===== Material =====
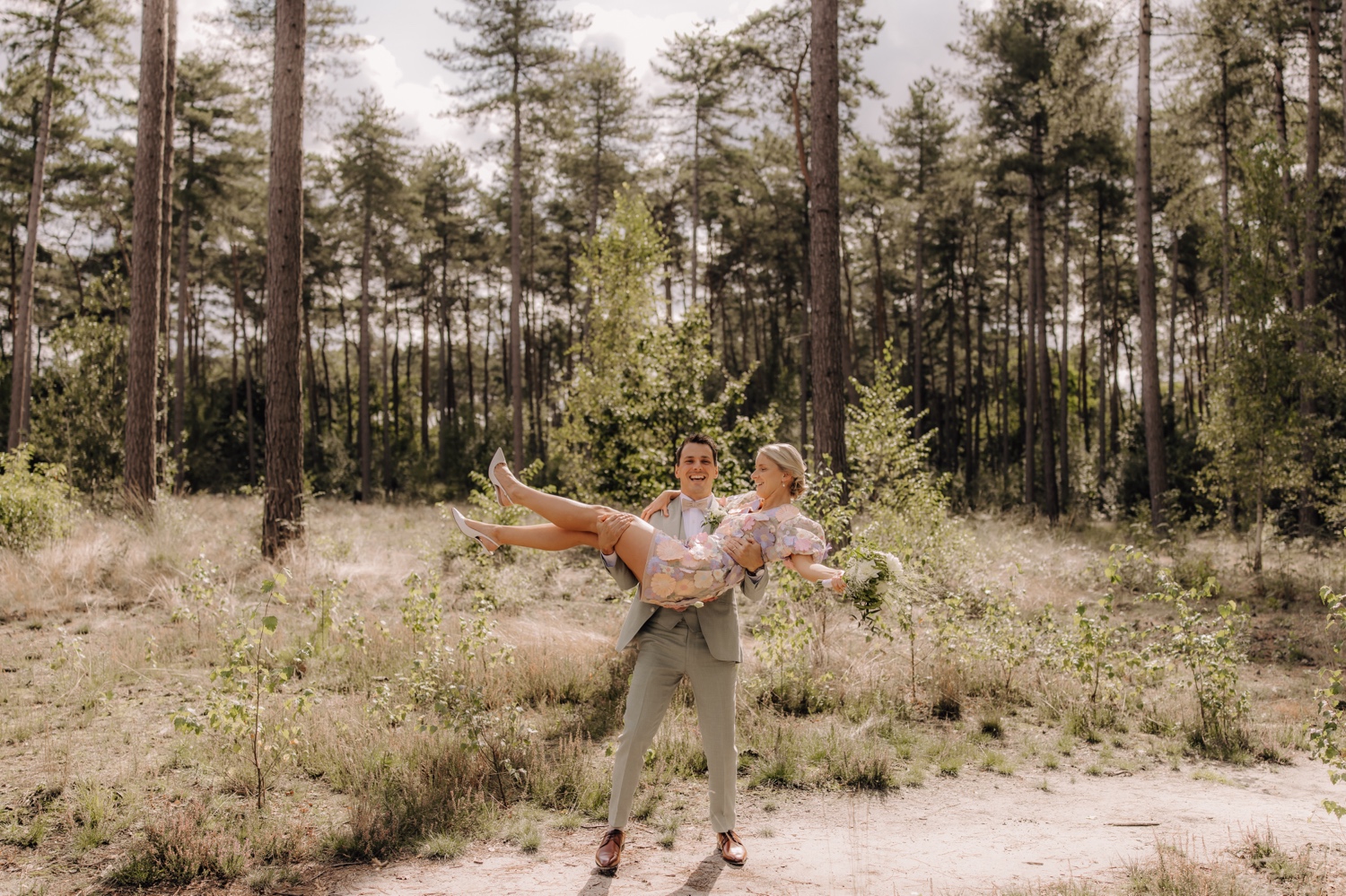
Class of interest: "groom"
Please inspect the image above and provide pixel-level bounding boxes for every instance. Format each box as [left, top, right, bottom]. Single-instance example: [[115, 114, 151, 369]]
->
[[594, 435, 767, 872]]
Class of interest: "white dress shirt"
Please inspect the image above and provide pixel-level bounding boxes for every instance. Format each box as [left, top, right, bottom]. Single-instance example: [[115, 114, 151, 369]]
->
[[603, 498, 766, 586]]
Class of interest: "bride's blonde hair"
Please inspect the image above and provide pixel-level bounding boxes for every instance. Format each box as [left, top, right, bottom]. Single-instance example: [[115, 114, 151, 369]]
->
[[758, 441, 808, 498]]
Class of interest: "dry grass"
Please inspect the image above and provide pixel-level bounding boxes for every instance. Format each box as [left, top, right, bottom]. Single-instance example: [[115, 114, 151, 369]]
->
[[0, 497, 1343, 895]]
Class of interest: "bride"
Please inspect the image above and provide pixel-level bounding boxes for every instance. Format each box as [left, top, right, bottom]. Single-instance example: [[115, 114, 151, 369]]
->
[[454, 443, 845, 611]]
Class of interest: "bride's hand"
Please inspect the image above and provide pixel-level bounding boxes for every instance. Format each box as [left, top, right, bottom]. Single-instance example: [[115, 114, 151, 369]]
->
[[641, 489, 683, 522]]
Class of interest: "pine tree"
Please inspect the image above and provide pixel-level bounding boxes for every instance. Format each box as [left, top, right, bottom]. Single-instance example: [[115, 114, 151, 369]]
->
[[1136, 0, 1168, 527], [263, 0, 307, 557], [336, 91, 406, 502], [431, 0, 584, 470], [126, 0, 169, 509], [809, 0, 847, 484], [5, 0, 127, 449], [654, 23, 734, 304]]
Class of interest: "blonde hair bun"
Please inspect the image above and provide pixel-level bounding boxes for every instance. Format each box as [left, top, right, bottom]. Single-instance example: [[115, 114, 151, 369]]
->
[[758, 441, 809, 498]]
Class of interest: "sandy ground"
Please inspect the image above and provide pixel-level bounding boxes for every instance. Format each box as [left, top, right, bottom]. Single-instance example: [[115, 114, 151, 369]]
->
[[328, 761, 1346, 896]]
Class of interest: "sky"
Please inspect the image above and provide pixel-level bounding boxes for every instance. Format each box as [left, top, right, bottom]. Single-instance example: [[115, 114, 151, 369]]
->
[[180, 0, 983, 150]]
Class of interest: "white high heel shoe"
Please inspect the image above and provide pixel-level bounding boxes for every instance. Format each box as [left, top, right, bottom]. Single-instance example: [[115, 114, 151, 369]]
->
[[486, 448, 514, 508], [451, 508, 500, 554]]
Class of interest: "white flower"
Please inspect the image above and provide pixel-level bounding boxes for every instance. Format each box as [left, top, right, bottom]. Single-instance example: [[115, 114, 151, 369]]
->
[[848, 560, 879, 586], [879, 551, 902, 576]]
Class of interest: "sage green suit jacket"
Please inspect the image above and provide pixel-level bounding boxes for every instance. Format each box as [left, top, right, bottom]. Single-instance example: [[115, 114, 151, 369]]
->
[[608, 500, 772, 664]]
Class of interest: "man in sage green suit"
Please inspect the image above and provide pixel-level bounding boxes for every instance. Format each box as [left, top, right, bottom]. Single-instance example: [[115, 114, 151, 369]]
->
[[595, 435, 767, 871]]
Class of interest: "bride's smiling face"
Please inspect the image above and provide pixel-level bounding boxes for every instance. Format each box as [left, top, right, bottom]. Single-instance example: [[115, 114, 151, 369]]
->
[[753, 455, 794, 500]]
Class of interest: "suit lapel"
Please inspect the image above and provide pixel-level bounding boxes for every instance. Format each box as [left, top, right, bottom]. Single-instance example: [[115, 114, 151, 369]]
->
[[662, 498, 695, 541]]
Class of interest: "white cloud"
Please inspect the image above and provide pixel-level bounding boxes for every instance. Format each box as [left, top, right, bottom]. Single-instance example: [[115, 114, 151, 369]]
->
[[353, 43, 468, 144]]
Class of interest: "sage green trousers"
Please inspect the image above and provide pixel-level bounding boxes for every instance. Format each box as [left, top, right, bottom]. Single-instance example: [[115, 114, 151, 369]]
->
[[607, 608, 739, 833]]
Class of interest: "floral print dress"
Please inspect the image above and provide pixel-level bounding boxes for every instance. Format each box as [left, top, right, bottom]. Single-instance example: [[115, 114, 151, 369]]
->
[[641, 491, 828, 611]]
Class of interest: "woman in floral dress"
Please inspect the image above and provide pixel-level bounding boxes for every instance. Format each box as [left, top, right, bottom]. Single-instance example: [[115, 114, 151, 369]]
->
[[454, 444, 845, 610]]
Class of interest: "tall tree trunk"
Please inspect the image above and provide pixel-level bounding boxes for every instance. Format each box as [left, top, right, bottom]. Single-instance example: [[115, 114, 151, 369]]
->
[[692, 108, 705, 304], [1295, 0, 1322, 537], [1028, 153, 1061, 522], [357, 211, 374, 502], [809, 0, 847, 490], [422, 288, 430, 455], [1272, 50, 1305, 311], [155, 0, 178, 481], [1222, 55, 1232, 324], [302, 298, 323, 444], [261, 0, 309, 557], [1168, 228, 1178, 401], [1095, 178, 1109, 500], [379, 305, 398, 500], [870, 217, 888, 355], [336, 292, 360, 451], [1136, 0, 1168, 527], [506, 83, 524, 470], [1061, 169, 1071, 513], [172, 135, 197, 494], [1001, 209, 1014, 500], [126, 0, 169, 510], [912, 211, 926, 431], [10, 0, 66, 449], [1023, 140, 1055, 506]]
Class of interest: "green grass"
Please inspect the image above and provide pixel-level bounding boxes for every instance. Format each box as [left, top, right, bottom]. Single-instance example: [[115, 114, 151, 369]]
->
[[416, 834, 468, 858]]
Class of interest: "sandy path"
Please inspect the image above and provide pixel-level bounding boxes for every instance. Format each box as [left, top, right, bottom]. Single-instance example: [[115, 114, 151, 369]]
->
[[331, 761, 1346, 896]]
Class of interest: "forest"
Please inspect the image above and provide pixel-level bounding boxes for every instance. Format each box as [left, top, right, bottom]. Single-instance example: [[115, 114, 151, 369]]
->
[[0, 0, 1346, 896], [0, 0, 1346, 552]]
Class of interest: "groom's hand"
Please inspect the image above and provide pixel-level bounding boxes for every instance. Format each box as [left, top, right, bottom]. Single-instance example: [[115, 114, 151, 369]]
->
[[724, 538, 766, 572], [598, 510, 635, 554]]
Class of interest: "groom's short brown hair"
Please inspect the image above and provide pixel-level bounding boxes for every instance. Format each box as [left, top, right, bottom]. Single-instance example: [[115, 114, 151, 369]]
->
[[673, 432, 721, 467]]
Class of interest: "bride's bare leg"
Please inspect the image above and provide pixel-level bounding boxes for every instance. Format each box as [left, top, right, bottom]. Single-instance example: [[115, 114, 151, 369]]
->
[[468, 519, 598, 551], [495, 455, 607, 532], [468, 509, 654, 587]]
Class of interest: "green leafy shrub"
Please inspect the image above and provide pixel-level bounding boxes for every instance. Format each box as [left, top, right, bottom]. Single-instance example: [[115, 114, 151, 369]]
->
[[0, 446, 80, 552], [172, 573, 314, 810], [1308, 586, 1346, 818], [1146, 572, 1249, 758], [32, 276, 131, 494], [554, 193, 780, 506]]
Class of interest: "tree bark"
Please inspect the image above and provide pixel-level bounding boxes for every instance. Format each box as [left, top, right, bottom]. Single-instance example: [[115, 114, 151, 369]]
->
[[809, 0, 847, 491], [1295, 0, 1322, 537], [1272, 49, 1305, 311], [263, 0, 309, 559], [1028, 145, 1061, 522], [506, 90, 524, 470], [155, 0, 178, 481], [1136, 0, 1168, 527], [912, 211, 926, 431], [8, 0, 66, 451], [124, 0, 169, 511], [870, 217, 888, 355], [1061, 169, 1071, 513], [357, 205, 374, 502], [172, 131, 197, 494]]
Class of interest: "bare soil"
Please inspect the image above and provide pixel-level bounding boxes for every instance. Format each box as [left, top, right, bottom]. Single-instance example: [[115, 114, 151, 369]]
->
[[323, 761, 1346, 896]]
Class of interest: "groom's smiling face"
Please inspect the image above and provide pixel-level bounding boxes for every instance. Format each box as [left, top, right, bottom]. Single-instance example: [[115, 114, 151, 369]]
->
[[673, 441, 721, 500]]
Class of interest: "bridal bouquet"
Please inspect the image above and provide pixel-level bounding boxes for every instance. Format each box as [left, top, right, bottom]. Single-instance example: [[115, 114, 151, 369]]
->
[[842, 548, 902, 630]]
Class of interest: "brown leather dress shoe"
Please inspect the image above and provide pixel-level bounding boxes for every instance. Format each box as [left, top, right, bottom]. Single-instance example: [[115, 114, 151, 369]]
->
[[594, 828, 626, 872], [715, 831, 748, 866]]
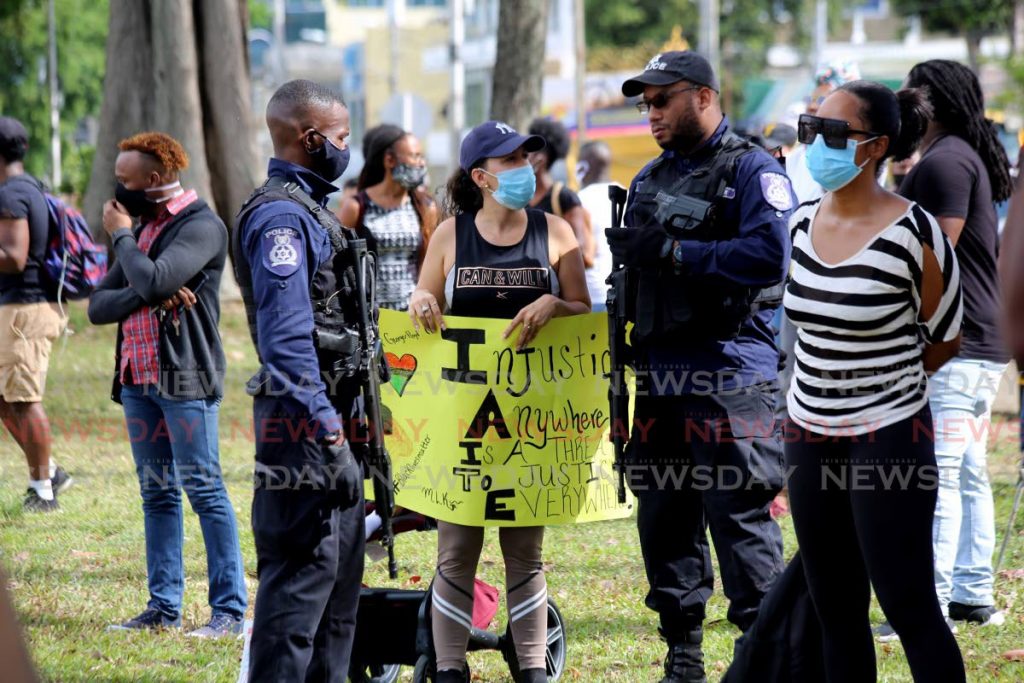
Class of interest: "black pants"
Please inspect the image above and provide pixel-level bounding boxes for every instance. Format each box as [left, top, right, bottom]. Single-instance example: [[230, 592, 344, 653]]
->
[[249, 398, 366, 683], [785, 408, 966, 683], [627, 384, 783, 640]]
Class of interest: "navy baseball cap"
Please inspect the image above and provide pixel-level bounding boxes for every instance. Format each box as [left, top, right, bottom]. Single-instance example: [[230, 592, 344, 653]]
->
[[459, 121, 546, 173], [0, 116, 29, 163], [623, 50, 719, 97]]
=====
### [Exercise task]
Update the records from their start through the line containing "[[758, 441, 809, 498]]" by replacing "inspect" with "examine" and leaving all else unchanged. Omit the pictures from your answer.

### [Complete output]
Class of interest: "groom"
Please examine the image above and provide pixel-level bounding boxes for every instance. Format each box as [left, top, right, bottom]. Single-instance example: [[115, 114, 151, 369]]
->
[[594, 435, 767, 872]]
Class of interest: "white dress shirt"
Please examine the image above and provide pixel-level bounding boxes for every instance. Format each box as [left, top, right, bottom]. Single-instance example: [[115, 114, 151, 369]]
->
[[603, 498, 766, 586]]
Class of interest: "bride's blonde hair"
Please examine the image above and provide pixel-level bounding boxes for every instance. Format each box as [left, top, right, bottom]. Single-instance example: [[115, 114, 151, 369]]
->
[[758, 441, 808, 498]]
Class of interest: "dry grass"
Please examine the image above and provide pixel-level bounding boxes for every instance. Format each box as [left, top, right, bottom]. Single-instance example: [[115, 114, 151, 369]]
->
[[0, 497, 1343, 895]]
Class of interest: "bride"
Please examine the image above and provide pixel-level bounding boxes for every instance. Format each box as [left, top, right, bottom]. Single-instance example: [[115, 114, 151, 369]]
->
[[454, 443, 845, 611]]
Class of interest: "bride's hand"
Please examine the image above and provide pixel-level bounding boxes for every instance. Format each box as [left, top, right, bottom]. Single-instance example: [[115, 114, 151, 369]]
->
[[641, 489, 683, 522]]
Class of interest: "pine tree"
Please examine the image above and provide pixel-level bounding boxes for every instance. Format each box as [left, top, right, bottom]. Single-instance example: [[115, 114, 151, 369]]
->
[[1136, 0, 1168, 527], [263, 0, 307, 557], [336, 91, 406, 502], [431, 0, 584, 470], [126, 0, 169, 509], [809, 0, 847, 484], [5, 0, 127, 449], [654, 23, 734, 304]]
Class of interest: "blonde hair bun"
Please examine the image above and provide pixel-level bounding boxes for every instance. Format each box as [left, top, right, bottom]. Single-instance example: [[115, 114, 151, 369]]
->
[[758, 441, 809, 498]]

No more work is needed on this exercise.